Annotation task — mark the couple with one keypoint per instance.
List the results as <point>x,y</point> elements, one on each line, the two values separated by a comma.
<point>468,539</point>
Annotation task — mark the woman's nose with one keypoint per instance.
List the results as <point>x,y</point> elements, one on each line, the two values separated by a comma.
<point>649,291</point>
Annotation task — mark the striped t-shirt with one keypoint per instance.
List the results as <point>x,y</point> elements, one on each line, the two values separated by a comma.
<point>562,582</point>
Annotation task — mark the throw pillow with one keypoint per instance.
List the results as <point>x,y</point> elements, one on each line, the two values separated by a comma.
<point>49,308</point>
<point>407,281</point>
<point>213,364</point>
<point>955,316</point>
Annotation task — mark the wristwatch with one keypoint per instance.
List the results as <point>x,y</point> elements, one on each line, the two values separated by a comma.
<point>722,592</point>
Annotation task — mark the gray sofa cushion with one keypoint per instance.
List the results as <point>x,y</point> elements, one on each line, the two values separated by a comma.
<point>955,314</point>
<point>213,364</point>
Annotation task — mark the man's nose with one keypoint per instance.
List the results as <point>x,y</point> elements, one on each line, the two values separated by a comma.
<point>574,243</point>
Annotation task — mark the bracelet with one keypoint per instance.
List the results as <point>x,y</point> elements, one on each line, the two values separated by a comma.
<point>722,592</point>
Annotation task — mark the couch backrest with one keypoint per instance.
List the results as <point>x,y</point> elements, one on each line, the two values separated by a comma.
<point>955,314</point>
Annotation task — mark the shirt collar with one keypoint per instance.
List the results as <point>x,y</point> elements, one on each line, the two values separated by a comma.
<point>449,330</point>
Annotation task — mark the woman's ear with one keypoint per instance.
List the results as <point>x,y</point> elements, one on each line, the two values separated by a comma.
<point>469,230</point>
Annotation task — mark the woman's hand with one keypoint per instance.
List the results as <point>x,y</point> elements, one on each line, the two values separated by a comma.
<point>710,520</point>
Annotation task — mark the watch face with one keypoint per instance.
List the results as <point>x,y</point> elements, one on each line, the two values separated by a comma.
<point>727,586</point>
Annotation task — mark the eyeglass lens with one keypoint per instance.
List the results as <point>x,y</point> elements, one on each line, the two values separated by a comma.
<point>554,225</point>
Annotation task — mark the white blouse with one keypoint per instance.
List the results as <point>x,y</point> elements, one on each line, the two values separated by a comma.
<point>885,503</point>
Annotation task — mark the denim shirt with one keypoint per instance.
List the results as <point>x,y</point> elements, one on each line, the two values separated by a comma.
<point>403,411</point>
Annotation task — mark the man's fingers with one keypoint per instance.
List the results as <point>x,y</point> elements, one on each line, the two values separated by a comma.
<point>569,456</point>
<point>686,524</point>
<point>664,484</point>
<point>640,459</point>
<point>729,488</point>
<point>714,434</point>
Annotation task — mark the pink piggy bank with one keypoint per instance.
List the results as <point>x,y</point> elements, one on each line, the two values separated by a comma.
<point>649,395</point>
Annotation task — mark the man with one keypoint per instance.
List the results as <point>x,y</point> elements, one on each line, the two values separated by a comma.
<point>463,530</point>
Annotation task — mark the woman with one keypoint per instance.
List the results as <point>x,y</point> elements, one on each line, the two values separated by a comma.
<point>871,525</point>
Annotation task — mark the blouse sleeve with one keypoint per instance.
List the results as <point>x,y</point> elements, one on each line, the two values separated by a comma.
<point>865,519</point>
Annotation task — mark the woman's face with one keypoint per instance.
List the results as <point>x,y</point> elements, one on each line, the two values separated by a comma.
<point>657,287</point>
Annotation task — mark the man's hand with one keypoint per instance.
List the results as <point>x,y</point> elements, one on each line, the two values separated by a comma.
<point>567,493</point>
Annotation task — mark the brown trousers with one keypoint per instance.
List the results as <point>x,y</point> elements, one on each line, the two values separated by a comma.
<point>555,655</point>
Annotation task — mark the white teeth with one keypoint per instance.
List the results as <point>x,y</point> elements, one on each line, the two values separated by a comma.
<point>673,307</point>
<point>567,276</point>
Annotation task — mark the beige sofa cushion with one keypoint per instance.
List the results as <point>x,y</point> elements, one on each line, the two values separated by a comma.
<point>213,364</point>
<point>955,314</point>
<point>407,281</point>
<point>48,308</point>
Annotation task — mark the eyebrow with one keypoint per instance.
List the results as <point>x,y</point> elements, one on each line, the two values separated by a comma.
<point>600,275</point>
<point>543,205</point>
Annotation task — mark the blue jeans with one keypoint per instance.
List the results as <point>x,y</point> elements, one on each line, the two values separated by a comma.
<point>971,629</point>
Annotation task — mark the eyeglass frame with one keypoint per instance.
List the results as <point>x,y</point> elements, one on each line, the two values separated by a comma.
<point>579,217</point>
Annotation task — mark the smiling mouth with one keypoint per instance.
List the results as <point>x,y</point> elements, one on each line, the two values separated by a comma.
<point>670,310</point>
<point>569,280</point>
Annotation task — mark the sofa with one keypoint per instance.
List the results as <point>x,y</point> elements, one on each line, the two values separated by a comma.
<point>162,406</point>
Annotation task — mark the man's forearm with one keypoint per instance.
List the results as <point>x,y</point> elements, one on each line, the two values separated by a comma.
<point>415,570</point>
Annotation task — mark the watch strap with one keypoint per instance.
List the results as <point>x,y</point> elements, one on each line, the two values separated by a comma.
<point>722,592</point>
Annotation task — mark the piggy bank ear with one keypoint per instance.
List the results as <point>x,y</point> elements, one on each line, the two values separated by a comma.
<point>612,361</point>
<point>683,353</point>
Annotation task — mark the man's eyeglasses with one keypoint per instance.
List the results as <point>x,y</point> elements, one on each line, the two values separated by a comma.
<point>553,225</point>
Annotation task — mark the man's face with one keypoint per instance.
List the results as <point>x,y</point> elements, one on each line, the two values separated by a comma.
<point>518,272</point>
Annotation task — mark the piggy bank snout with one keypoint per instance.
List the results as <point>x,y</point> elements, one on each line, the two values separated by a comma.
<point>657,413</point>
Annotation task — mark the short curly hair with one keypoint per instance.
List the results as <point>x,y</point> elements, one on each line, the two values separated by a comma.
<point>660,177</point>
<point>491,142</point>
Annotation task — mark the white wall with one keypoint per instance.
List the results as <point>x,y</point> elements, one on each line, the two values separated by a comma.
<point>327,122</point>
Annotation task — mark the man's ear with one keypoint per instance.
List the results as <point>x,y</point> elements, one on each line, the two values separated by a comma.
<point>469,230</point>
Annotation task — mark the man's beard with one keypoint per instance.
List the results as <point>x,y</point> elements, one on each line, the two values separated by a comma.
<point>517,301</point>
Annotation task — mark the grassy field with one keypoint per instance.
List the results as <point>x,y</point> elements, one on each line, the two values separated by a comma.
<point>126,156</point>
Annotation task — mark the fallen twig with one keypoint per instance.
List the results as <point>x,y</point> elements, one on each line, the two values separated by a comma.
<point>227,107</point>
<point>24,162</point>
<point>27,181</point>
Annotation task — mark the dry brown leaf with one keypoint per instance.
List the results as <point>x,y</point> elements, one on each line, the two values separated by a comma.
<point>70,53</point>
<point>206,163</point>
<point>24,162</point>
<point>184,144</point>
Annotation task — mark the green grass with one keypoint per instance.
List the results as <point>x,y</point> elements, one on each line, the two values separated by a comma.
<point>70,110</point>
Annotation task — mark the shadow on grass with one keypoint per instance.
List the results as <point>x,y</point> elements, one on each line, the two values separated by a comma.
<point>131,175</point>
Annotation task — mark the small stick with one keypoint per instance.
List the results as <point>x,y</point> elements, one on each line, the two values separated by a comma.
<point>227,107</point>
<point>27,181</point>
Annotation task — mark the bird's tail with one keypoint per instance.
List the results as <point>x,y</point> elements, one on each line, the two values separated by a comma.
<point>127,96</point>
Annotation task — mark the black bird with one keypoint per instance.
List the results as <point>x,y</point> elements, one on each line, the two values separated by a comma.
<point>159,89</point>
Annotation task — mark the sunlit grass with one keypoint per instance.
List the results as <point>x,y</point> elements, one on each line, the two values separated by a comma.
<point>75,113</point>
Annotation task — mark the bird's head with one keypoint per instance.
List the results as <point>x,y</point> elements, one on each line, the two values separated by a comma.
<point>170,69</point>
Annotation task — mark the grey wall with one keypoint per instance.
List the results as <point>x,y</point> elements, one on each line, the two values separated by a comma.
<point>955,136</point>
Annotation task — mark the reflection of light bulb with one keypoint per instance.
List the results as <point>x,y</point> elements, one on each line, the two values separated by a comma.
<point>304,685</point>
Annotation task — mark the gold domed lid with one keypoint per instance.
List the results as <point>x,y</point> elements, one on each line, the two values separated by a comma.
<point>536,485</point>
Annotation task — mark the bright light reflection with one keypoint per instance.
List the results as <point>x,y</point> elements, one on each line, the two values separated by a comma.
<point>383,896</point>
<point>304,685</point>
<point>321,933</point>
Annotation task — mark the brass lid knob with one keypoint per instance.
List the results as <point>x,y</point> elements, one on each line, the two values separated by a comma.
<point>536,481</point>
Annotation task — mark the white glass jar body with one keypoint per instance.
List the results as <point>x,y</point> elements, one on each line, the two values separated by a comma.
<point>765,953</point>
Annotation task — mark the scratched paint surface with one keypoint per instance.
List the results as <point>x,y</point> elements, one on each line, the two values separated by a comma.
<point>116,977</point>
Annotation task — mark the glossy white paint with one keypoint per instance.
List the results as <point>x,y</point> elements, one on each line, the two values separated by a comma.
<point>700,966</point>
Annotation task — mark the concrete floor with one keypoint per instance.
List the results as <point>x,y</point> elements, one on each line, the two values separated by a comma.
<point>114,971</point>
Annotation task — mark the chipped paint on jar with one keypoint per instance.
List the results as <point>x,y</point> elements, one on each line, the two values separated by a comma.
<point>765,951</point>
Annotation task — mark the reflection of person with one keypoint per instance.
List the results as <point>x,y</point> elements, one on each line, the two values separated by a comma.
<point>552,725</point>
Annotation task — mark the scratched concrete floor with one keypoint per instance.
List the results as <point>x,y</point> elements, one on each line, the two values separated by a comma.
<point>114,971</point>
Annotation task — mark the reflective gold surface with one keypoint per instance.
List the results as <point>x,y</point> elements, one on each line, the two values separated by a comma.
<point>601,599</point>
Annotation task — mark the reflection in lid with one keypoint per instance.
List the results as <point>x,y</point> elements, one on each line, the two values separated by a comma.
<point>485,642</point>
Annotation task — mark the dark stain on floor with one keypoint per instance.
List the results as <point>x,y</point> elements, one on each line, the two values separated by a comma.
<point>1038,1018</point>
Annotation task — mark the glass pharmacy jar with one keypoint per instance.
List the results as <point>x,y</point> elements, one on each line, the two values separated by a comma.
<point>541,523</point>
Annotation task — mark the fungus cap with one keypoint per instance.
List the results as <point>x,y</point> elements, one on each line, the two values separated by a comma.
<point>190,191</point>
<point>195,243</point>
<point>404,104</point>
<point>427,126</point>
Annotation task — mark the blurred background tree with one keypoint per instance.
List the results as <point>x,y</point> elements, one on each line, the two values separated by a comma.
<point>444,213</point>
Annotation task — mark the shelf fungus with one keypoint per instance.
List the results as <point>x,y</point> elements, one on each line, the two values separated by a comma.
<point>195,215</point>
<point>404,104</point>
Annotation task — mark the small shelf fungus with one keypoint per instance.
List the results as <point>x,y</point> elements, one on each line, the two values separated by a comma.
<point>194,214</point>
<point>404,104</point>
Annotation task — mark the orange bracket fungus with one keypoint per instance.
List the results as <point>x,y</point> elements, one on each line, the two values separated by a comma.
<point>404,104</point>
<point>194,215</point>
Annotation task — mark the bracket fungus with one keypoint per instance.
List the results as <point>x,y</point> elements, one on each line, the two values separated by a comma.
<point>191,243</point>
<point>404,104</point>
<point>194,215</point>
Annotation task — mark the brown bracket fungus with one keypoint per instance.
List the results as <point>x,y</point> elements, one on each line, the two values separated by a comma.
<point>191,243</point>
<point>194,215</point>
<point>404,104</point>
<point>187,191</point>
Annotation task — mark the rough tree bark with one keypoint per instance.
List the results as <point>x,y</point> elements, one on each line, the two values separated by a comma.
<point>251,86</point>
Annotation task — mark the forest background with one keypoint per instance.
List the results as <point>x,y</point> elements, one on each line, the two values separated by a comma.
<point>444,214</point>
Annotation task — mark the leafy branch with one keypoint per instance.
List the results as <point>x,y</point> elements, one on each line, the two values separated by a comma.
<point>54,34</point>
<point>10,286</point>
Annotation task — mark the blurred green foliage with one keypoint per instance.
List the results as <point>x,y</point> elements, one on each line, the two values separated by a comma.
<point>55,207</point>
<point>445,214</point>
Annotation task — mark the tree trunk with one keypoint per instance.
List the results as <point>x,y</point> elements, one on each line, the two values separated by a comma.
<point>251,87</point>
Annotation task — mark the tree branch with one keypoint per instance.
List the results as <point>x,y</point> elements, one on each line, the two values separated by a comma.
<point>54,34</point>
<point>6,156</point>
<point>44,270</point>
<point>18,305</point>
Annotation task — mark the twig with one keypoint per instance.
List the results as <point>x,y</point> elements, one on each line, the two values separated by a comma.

⁂

# PROBLEM DETAILS:
The answer should contain only the lines from the first line of the entries through the line holding "Annotation task — mark the woman's nose", each exactly as written.

# TASK ANSWER:
Annotation task — mark the couple with one keypoint per instance.
List the results as <point>x,y</point> elements, one on each line, the two values separated by a comma.
<point>468,539</point>
Annotation task — mark the woman's nose with one keypoint per instance.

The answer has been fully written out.